Exercise aim: Reproduce the lines from the start of the data entries up to and including the line containing "259), (201, 257)]", increasing every coordinate in the answers by 147 and leaving the other lines unchanged.

Data entries:
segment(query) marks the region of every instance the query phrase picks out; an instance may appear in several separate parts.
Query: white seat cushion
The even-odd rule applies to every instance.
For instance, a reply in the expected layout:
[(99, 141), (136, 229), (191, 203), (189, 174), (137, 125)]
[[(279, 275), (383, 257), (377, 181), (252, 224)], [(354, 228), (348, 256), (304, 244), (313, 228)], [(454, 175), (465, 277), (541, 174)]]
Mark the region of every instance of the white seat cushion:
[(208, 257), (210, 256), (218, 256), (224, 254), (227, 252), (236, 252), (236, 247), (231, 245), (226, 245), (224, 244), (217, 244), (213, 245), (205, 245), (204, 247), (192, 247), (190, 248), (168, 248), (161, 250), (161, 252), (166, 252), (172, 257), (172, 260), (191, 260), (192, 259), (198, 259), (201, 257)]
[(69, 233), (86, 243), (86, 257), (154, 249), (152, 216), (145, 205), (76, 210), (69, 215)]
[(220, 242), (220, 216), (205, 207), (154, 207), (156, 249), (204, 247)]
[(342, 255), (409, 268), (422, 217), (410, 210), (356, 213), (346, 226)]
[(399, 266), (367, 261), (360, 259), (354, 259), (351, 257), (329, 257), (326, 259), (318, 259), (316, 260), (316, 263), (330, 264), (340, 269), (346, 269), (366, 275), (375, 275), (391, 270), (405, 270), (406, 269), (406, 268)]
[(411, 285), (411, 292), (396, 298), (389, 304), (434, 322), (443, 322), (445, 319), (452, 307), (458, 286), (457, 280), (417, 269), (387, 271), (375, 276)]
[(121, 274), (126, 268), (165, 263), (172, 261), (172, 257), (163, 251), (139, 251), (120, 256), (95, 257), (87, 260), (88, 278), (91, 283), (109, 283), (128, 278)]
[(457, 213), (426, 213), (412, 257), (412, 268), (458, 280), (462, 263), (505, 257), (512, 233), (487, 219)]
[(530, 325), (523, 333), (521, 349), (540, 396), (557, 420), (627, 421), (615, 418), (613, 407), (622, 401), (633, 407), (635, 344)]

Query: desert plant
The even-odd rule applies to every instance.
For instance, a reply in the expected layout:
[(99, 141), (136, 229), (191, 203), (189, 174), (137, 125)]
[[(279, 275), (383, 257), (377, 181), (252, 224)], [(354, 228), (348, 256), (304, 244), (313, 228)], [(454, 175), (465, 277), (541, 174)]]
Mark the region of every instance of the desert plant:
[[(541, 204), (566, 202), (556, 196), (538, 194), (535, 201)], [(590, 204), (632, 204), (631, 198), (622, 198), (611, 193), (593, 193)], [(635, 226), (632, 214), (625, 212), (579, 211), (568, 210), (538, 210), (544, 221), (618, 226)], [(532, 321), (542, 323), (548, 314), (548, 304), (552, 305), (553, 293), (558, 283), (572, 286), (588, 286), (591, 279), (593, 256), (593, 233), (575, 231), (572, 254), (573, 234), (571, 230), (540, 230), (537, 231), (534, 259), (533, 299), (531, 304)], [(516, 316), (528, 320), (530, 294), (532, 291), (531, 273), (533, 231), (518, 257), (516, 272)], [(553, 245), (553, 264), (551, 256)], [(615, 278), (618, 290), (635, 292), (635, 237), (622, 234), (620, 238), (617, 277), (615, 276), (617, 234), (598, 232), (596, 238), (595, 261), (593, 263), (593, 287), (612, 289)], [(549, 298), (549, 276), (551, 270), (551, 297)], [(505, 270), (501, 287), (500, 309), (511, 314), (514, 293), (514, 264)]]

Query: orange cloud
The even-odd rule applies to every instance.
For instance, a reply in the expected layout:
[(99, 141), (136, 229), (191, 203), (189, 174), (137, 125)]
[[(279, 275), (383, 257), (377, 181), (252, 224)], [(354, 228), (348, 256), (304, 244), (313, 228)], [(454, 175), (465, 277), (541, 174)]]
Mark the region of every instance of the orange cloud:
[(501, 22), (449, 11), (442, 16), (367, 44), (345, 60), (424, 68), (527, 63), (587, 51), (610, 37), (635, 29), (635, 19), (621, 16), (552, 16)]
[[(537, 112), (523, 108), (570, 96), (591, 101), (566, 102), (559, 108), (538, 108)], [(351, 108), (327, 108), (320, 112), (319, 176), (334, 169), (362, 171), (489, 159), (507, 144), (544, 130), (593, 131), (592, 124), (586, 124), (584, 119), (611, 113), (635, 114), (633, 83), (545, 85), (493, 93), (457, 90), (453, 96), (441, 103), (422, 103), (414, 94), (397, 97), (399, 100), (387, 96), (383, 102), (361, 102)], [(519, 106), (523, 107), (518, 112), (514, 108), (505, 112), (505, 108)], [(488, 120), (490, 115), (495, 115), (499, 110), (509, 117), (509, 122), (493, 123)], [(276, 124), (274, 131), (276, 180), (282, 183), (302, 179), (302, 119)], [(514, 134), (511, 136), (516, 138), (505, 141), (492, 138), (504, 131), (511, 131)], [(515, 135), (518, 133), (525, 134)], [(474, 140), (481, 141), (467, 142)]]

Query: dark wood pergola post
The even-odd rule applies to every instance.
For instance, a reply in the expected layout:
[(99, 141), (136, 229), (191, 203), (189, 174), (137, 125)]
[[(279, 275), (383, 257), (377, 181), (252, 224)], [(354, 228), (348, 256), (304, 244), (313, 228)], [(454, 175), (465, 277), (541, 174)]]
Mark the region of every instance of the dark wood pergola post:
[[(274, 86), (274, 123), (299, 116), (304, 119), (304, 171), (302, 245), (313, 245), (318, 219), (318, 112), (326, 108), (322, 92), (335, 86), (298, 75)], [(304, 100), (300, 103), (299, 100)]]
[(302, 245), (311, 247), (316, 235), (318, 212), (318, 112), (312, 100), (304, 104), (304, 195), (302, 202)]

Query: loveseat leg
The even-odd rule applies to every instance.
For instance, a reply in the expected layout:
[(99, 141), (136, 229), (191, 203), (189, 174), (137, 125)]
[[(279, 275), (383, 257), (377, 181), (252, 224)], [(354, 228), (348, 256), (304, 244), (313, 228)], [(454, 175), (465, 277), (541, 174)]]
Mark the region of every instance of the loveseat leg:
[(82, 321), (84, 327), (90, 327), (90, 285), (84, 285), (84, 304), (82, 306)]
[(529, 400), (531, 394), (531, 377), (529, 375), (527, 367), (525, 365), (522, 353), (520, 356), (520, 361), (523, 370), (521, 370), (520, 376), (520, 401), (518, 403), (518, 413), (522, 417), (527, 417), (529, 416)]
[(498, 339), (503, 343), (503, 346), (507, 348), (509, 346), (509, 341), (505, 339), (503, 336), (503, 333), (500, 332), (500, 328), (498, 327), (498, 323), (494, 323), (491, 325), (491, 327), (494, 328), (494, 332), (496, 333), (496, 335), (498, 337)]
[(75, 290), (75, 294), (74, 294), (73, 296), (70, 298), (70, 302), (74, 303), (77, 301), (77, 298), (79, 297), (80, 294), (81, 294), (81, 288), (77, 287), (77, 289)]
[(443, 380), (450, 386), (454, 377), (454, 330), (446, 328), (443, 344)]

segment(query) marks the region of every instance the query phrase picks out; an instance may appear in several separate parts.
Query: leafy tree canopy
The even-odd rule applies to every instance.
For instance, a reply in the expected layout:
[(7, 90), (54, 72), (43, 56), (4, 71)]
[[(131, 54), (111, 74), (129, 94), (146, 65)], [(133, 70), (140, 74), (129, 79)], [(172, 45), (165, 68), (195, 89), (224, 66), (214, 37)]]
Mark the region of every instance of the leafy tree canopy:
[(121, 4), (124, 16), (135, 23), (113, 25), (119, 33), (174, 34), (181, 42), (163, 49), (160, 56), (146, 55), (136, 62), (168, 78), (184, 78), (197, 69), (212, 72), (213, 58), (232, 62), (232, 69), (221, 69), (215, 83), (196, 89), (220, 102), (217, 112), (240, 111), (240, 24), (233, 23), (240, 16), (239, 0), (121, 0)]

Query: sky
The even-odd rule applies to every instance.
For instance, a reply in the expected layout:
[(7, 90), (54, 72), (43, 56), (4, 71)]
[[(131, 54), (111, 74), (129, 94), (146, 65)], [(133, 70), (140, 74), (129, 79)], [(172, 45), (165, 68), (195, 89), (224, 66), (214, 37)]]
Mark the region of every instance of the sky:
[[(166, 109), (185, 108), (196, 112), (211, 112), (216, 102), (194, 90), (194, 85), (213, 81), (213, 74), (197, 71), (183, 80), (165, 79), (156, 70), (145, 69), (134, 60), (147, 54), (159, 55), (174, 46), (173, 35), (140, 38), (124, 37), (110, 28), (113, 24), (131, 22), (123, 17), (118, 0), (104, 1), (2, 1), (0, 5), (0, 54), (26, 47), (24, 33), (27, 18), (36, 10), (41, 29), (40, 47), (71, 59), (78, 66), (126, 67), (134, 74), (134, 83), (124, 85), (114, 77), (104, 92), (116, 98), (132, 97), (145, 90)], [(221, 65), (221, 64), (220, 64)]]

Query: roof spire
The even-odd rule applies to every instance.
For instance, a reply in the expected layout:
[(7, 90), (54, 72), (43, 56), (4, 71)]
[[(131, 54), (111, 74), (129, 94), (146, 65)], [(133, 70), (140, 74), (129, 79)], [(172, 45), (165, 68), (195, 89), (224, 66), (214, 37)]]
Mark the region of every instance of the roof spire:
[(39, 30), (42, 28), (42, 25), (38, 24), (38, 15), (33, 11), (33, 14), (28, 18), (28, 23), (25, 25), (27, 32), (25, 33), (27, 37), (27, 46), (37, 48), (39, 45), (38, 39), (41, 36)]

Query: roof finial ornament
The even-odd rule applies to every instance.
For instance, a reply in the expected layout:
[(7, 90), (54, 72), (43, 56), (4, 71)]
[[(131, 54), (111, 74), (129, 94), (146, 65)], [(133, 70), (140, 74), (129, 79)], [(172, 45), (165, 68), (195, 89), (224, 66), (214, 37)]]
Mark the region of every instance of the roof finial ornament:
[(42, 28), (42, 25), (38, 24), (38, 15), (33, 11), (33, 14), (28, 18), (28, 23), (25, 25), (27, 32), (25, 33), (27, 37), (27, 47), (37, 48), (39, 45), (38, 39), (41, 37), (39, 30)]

Correct answer:
segment(query) marks the region of every instance the query phrase picks out; an instance may appear in several separate parts.
Query: white seat cushion
The even-odd rule applies to every instance.
For instance, a reply in the expected layout:
[(99, 141), (136, 229), (191, 203), (189, 174), (137, 125)]
[[(279, 275), (383, 257), (377, 181), (252, 224)], [(354, 228), (348, 256), (304, 244), (313, 228)], [(454, 175), (465, 277), (541, 174)]]
Mark the region of every instance of the white seat cushion:
[(355, 404), (357, 403), (365, 403), (371, 401), (374, 399), (383, 399), (383, 394), (378, 392), (373, 392), (371, 391), (364, 391), (360, 392), (352, 392), (351, 394), (339, 394), (337, 395), (315, 395), (308, 397), (308, 399), (313, 399), (319, 404), (319, 407), (338, 407), (339, 406), (345, 406), (348, 404)]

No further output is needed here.